▶ [Liste der Aufgaben]
a. Schreibe aus dem Text über „Everyday Escape“ den Abschnitt ab, der mit den Worten um „Das Schema ist“ anfängt und mit „Hilfe von Alkohol.“ schließt.
b. Stimmen diese Aussagen mit dem Text über „Everyday Escape“ überein? (i) Beide Frauen sind Anfang 20. (ii) Die Mangaka lenkt die arbeitslose Mitbewohnerin ab. (iii) Alkohol spielt bei den Fluchten aus der Realität keine Rolle. Antworte jeweils mit Ja oder Nein und zitiere die entscheidenden Worte des Textes wörtlich.
c. Nimm den Text über den Manga „Everyday Escape“ wieder auf und schreibe ihn nach seinem letzten Satz weiter.

▶ [Ausgangstext]

######

In „Everyday Escape“ von Shouichi Taguchi begleiten wir zwei Mitbewohnerinnen in ihrem Alltag. Die eine arbeitet als Mangaka, die andere ist arbeitslos – wie sie ihr Leben finanziert, bleibt zumindest in den ersten beiden Bänden offen. Beide Frauen sind Anfang 20, sehen aber deutlich jünger aus. Jeder Band startet mit einer schönen Farbseite und einem gezeichneten Inhaltsverzeichnis, das einen Überblickt gibt, welche „Escapes“ die Protagonistinnen erleben.

Das Schema ist eigentlich immer dasselbe: Die Mangaka wird, ob gewollt oder nicht, von der arbeitslosen Mitbewohnerin abgelenkt und kann so dem Job und der Erwachsenenwelt entfliehen. Taguchi hat die Beziehung der beiden nach dem klassisch japanischen Senpai-Kohai-Rollenbild gestaltet. Die eine lehrt und lebt vor, die andere lernt und blickt auf. Die verschiedenen Fluchten aus der Realität geschehen zum Beispiel durch gutes Essen oder Ausflüge, leider aber auch immer wieder mit Hilfe von Alkohol.

######

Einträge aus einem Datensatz
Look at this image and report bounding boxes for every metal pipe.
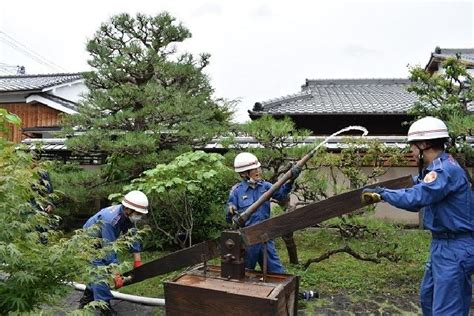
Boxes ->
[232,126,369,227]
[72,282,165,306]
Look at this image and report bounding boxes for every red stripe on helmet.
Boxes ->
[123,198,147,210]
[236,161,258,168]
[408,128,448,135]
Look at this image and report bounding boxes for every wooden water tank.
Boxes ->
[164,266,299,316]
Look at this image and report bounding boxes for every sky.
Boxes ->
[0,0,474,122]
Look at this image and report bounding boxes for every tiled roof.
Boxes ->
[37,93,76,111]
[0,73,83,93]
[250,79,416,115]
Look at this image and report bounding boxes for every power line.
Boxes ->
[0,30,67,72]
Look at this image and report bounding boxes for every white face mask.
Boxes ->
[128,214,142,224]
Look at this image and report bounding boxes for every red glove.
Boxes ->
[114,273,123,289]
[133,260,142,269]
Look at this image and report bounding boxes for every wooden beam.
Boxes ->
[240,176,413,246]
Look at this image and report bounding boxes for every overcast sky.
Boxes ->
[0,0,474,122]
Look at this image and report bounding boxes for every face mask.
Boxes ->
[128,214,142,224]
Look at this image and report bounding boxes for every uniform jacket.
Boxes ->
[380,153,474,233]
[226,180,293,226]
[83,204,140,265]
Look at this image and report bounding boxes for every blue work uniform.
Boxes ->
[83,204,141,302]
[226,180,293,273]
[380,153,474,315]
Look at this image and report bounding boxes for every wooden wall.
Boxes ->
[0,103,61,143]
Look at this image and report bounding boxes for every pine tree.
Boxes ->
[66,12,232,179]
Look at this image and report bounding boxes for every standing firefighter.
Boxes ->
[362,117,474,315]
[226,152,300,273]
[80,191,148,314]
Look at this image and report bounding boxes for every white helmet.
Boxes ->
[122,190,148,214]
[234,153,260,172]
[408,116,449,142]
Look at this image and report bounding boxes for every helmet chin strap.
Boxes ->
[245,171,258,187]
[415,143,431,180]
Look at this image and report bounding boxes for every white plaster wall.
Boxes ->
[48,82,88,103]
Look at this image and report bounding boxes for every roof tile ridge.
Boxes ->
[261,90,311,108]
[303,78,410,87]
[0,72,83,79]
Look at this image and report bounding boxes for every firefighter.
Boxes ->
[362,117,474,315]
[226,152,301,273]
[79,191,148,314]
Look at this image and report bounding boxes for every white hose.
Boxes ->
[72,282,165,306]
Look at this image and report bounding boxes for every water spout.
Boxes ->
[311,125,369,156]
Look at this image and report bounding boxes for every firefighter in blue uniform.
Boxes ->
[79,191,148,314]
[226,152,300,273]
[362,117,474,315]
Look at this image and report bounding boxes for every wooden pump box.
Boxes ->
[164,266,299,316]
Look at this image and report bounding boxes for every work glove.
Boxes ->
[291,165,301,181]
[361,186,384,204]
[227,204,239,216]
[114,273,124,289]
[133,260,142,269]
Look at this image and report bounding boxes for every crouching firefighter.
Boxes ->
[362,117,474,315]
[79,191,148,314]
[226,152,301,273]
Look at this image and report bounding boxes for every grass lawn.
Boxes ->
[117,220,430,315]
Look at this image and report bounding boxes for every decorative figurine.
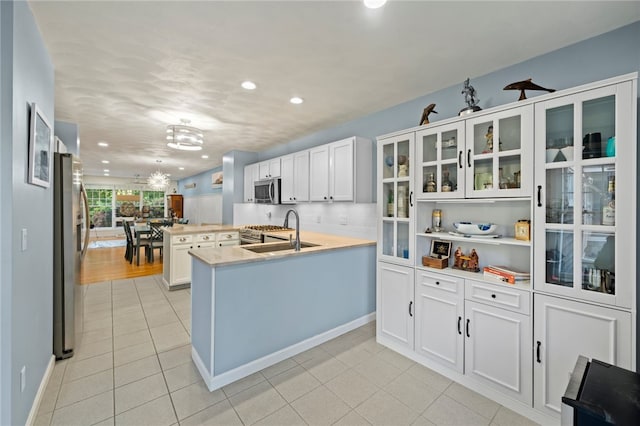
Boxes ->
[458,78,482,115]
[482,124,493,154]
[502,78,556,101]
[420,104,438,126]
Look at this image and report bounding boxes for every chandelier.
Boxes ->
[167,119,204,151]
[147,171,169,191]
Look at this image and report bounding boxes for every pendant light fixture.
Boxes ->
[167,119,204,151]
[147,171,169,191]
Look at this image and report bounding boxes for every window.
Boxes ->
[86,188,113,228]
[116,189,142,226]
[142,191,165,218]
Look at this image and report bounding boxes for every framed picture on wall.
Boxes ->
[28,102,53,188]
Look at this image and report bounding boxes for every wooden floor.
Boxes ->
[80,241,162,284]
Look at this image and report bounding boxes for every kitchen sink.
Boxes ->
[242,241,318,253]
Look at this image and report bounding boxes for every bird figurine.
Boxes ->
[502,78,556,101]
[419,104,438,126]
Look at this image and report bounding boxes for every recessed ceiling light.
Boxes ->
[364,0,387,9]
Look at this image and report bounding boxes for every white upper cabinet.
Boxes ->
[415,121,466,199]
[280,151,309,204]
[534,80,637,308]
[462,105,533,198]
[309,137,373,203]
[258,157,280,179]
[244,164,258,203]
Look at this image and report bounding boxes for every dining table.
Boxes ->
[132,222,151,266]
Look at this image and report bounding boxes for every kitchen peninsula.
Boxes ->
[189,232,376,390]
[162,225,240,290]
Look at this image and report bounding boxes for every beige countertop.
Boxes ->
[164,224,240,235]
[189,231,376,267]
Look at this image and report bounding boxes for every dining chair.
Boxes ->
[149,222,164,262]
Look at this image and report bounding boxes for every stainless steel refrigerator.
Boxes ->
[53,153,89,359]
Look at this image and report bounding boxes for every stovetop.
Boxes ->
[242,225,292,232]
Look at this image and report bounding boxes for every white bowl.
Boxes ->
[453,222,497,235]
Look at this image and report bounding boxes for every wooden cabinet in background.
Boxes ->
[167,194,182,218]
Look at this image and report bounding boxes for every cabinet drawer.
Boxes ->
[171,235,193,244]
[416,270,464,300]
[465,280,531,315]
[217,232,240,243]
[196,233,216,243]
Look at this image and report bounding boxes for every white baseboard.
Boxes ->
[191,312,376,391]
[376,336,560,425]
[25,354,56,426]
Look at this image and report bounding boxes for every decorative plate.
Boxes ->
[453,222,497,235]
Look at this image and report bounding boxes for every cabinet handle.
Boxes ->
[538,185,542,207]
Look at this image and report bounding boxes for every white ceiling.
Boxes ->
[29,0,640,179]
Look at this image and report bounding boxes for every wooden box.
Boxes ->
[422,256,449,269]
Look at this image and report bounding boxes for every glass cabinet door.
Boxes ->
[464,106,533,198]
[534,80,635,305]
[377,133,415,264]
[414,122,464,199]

######

▶ [Antworten zu Aufgaben]
a.
Das Schema ist eigentlich immer dasselbe: Die Mangaka wird, ob gewollt oder nicht, von der arbeitslosen Mitbewohnerin abgelenkt und kann so dem Job und der Erwachsenenwelt entfliehen. Taguchi hat die Beziehung der beiden nach dem klassisch japanischen Senpai-Kohai-Rollenbild gestaltet. Die eine lehrt und lebt vor, die andere lernt und blickt auf. Die verschiedenen Fluchten aus der Realität geschehen zum Beispiel durch gutes Essen oder Ausflüge, leider aber auch immer wieder mit Hilfe von Alkohol.

b.
(i) Ja: „Beide Frauen sind Anfang 20, sehen aber deutlich jünger aus.“
(ii) Nein: „Die Mangaka wird, ob gewollt oder nicht, von der arbeitslosen Mitbewohnerin abgelenkt“
(iii) Nein: „leider aber auch immer wieder mit Hilfe von Alkohol“

c.
Der Zeichenstil ist sehr klar und realistisch und macht Lust, die gezeigten Orte selbst einmal zu besuchen. Es gibt auch sehr humorvolle Szenen, zum Beispiel wenn die Mitbewohnerin eine Offline-Zeit vorschlägt und das Handy der Mangaka per Post an sie selbst verschickt – so lange soll sie verzichten. Doch natürlich kommt gerade dann ein wichtiger Anruf, herrlich! Abgesehen davon fehlt dem netten Slice of Life-Manga jedoch so manches Mal die Tiefe.